::: Auswahl

# Mit Java auf Dateien zugreifen die auf einem Server liegen



## toenjes (10. Okt 2011)

Moin,

ich möchte gerne mit Java auf Dateien eines Servers zugreifen, am besten ohne einer extra Application auf dem Server selber.

Auf die schnelle ist mir eingefallen das ganze mit SFTP zu realisieren, also einfach verbindung zum Server aufbauen, dateien runterladen und dann damit arbeiten. Aber ersten würde mir das zu lange dauern (erst Daten runterladen, dann bearbeiten) und zweitens würde ich vielleicht auch in Zukunft Dateien gerne "live" auf dem Server bearbeiten, und dafür ist diese Option dann doch eher ungeeignet....

Würde das ganze mit SSH gehen? Also einfach mit SSH eine Verbindung aufbauen und dann auf die Daten zugreifen oder ist das problematisch (ich möchte mich jetzt ungerne in die Materie einarbeiten um dann zu merken das mein Ansatz vollkommen falsch war  )

::::::

Aufgabenstellung -
- 1) Welche Lösung wird im Forenbeitrag über den Dateizugriff mit Java als erster Einfall genannt?
- 2) Schreiben Sie den Forenbeitrag über den Dateizugriff mit Java im Anschluss an seinen letzten Satz weiter.
Die nachstehenden Zeilen stehen in keinem Zusammenhang mit dem Forenbeitrag.

::: Datenauszug

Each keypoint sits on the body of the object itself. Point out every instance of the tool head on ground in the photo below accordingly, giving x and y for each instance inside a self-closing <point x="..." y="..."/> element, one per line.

::::::

Endergebnisse -
- 1) Die Umsetzung mit SFTP.

- 2)
Welche anderen möglichkeiten gäbe es sonst noch?


----------



## freez (11. Okt 2011)

toenjes hat gesagt.:


> Welche anderen möglichkeiten gäbe es sonst noch?



Die Frage wäre doch, welche Dienste hast du denn auf deinen Server bereits verfügbar, wenn du keine neuen installieren möchtest.

Ausserdem wäre es gut zu wissen, wie wichtig dir Zugriffsschutz und Verschlüsselung bei der Übertragung ist. Denn prinzipiell kannst du mit JAVA auf alles zugreifen, was du auf deinen Server hast (SSH bzw. SCP, HTTP, HTTPS, FTP, FTPS, ...).


----------



## Andi_CH (11. Okt 2011)

Zwei Threads zum selben Thema?


----------



## Jigga (11. Okt 2011)

Andi_CH hat gesagt.:


> Zwei Threads zum selben Thema?



In deinem Link ist eine Liste der Dateien gewünscht. Hier hingegen möchte der TO explizit mit Dateien arbeiten, und nicht nur deren verlinkung haben. Ausserdem würde ich zumindest mit der Forum-Suche nicht auf den verlinkten Thread stoßen, weil gänzlich andere Begriffe verwendet werden.


----------



## toenjes (11. Okt 2011)

freez hat gesagt.:


> Die Frage wäre doch, welche Dienste hast du denn auf deinen Server bereits verfügbar, wenn du keine neuen installieren möchtest.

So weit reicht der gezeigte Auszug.